» **Exercise requirements**:
Using the records below, copy out exactly the line that contains "target | bouquet of red roses" and every line that follows it, up to and including the last, and no others.

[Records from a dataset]
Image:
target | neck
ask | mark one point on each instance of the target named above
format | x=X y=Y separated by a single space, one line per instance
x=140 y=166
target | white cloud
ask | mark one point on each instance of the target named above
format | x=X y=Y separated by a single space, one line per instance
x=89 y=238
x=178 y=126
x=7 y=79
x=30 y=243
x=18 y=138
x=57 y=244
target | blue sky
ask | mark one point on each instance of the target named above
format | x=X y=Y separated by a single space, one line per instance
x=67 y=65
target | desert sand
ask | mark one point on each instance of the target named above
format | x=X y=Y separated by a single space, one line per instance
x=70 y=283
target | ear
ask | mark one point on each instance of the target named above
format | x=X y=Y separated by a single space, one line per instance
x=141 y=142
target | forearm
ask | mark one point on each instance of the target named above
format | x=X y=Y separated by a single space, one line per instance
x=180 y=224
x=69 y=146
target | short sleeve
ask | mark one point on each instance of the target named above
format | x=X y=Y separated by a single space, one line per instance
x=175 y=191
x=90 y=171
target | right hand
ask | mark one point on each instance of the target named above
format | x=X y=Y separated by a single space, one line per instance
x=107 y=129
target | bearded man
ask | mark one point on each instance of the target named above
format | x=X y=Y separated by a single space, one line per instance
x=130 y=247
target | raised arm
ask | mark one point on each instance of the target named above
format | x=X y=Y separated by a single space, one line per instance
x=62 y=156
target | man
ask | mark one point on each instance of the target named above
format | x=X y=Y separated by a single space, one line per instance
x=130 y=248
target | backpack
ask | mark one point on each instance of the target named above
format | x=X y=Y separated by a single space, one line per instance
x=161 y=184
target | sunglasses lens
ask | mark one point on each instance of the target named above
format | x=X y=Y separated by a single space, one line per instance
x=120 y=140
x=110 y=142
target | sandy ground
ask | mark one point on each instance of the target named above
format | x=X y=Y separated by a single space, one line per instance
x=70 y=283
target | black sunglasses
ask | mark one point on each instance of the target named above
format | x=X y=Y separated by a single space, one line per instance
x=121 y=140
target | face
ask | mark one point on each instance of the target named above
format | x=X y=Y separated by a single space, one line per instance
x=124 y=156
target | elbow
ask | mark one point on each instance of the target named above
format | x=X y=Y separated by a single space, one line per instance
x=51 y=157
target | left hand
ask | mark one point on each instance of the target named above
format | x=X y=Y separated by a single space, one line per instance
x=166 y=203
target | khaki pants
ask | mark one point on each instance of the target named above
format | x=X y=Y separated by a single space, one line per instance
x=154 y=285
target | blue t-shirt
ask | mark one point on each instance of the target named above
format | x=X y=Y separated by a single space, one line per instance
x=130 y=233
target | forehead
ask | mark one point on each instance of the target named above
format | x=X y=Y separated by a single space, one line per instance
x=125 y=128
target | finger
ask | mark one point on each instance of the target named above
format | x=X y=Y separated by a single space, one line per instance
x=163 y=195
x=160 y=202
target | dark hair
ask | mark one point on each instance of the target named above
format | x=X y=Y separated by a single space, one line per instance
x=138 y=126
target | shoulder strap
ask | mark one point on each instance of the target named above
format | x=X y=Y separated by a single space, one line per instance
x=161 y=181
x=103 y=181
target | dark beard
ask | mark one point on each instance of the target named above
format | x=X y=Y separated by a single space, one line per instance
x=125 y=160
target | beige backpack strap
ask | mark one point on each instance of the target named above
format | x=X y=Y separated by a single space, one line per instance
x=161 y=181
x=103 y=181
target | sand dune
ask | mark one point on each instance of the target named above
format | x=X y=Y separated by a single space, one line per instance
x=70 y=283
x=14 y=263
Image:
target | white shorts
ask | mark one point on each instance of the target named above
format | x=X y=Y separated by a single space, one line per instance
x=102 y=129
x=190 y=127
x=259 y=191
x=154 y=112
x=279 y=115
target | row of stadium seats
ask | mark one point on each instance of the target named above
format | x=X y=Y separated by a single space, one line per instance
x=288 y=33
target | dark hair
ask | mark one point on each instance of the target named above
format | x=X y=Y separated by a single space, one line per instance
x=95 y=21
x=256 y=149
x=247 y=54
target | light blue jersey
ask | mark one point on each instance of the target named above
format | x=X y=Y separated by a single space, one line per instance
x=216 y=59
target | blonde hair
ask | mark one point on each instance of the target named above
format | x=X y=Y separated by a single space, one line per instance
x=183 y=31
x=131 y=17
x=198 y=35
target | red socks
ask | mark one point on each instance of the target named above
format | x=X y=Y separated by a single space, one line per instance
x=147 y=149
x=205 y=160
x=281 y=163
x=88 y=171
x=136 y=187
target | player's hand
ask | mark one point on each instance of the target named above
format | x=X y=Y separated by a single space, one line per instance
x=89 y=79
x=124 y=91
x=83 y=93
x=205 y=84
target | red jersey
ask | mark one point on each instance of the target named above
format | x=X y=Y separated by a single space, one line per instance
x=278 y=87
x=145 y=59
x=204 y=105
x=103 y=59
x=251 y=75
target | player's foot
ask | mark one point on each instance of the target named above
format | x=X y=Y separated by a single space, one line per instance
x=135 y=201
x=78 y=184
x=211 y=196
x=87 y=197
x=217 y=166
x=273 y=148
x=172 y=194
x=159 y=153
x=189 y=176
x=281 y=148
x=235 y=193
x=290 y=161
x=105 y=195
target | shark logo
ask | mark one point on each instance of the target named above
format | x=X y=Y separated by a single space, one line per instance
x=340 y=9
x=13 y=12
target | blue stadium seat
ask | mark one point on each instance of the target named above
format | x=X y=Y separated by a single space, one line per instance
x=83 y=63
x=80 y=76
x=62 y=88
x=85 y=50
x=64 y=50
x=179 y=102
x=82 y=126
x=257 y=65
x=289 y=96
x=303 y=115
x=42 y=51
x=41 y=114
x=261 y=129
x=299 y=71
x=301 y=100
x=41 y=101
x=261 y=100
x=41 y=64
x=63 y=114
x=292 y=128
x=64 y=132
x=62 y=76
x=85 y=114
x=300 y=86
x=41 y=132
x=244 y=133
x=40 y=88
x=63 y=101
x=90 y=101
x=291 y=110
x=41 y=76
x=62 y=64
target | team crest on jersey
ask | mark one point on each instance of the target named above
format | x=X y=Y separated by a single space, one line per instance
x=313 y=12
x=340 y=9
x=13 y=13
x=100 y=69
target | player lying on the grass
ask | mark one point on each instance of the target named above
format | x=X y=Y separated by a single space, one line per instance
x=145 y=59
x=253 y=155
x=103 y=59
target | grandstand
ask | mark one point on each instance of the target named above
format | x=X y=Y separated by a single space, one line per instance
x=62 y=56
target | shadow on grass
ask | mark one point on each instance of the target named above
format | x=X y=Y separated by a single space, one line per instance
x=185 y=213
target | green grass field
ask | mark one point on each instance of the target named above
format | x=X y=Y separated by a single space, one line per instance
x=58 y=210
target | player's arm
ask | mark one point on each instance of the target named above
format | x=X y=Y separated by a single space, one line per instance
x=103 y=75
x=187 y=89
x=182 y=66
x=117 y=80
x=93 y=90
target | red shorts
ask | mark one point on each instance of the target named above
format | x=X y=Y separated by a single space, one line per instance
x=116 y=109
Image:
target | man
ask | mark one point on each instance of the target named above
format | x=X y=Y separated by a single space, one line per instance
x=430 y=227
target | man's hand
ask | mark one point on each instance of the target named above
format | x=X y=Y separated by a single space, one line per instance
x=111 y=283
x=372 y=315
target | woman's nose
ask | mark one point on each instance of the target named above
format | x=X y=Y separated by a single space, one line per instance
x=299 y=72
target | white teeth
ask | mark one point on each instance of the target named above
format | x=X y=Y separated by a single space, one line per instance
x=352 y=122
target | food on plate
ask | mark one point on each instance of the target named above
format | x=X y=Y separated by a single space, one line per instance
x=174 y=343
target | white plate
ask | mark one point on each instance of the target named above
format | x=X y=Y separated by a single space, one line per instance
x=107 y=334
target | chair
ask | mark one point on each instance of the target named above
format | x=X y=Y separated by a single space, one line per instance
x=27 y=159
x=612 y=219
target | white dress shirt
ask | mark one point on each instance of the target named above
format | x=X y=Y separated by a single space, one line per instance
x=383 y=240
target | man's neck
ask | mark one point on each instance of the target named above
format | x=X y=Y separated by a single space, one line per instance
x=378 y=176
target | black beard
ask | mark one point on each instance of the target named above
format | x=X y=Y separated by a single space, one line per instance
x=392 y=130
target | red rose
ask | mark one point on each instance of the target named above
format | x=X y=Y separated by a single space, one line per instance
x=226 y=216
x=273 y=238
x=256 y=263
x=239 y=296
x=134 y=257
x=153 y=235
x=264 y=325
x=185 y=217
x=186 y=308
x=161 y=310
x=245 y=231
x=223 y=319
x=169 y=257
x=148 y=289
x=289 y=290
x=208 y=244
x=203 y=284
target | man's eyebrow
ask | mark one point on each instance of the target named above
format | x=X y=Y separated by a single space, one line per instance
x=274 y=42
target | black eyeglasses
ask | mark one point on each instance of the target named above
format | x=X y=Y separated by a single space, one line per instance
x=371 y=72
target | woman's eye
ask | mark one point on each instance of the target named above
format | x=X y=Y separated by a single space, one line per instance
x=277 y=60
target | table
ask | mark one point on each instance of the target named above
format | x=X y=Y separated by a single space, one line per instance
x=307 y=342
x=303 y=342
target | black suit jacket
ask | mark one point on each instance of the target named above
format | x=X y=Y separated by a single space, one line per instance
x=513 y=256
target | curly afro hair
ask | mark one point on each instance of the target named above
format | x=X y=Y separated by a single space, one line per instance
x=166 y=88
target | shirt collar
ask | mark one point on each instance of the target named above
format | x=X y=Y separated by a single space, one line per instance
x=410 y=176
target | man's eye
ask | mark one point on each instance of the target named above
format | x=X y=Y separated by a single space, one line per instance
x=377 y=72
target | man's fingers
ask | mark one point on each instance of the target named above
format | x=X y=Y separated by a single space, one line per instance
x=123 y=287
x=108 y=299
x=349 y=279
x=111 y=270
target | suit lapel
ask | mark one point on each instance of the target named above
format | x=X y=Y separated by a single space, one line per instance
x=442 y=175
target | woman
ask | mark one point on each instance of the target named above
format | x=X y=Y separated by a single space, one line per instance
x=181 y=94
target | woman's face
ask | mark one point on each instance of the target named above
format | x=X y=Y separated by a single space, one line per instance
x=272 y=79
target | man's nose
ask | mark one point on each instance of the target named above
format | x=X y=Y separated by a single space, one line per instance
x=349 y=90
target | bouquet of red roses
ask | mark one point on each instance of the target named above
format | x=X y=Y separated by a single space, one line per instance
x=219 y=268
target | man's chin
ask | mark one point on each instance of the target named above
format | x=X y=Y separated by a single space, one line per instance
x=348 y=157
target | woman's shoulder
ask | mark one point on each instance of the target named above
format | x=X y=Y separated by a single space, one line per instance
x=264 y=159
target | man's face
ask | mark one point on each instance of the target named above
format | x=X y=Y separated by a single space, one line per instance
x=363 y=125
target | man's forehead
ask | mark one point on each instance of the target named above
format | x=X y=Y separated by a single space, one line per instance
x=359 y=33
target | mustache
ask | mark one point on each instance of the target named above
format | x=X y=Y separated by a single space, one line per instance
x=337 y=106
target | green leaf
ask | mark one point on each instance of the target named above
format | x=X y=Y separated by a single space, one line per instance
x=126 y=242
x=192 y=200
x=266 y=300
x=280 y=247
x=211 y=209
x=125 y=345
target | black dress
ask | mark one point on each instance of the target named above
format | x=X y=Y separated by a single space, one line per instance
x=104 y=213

» **Finished exercise**:
target | bouquet of red roses
ask | mark one point on each instance of the target named above
format | x=X y=Y separated by a single space, one line per instance
x=219 y=268
target | man's chin
ask | mark one point on each instance of the target named above
format | x=X y=Y separated by a single space, one line per instance
x=348 y=157
target | woman's shoulder
ask | mark one point on each instance of the target named above
format | x=X y=Y separated by a single space, one line per instance
x=264 y=159
target | man's face
ask | mark one point on each instance of the target named above
format | x=X y=Y separated by a single space, one line per instance
x=363 y=125
target | man's forehead
ask | mark one point on each instance of the target named above
format | x=X y=Y separated by a single space, one line per instance
x=359 y=33
target | mustache
ask | mark one point on each instance of the target named above
format | x=X y=Y separated by a single space, one line per instance
x=337 y=106
target | green leaf
ask | mark one point on each instance of the target named above
format | x=X y=Y separated by a single space, one line per instance
x=126 y=242
x=192 y=200
x=266 y=300
x=280 y=247
x=211 y=209
x=125 y=345
target | black dress
ask | mark one point on each instance of the target named above
format | x=X y=Y separated by a single space, one line per instance
x=104 y=213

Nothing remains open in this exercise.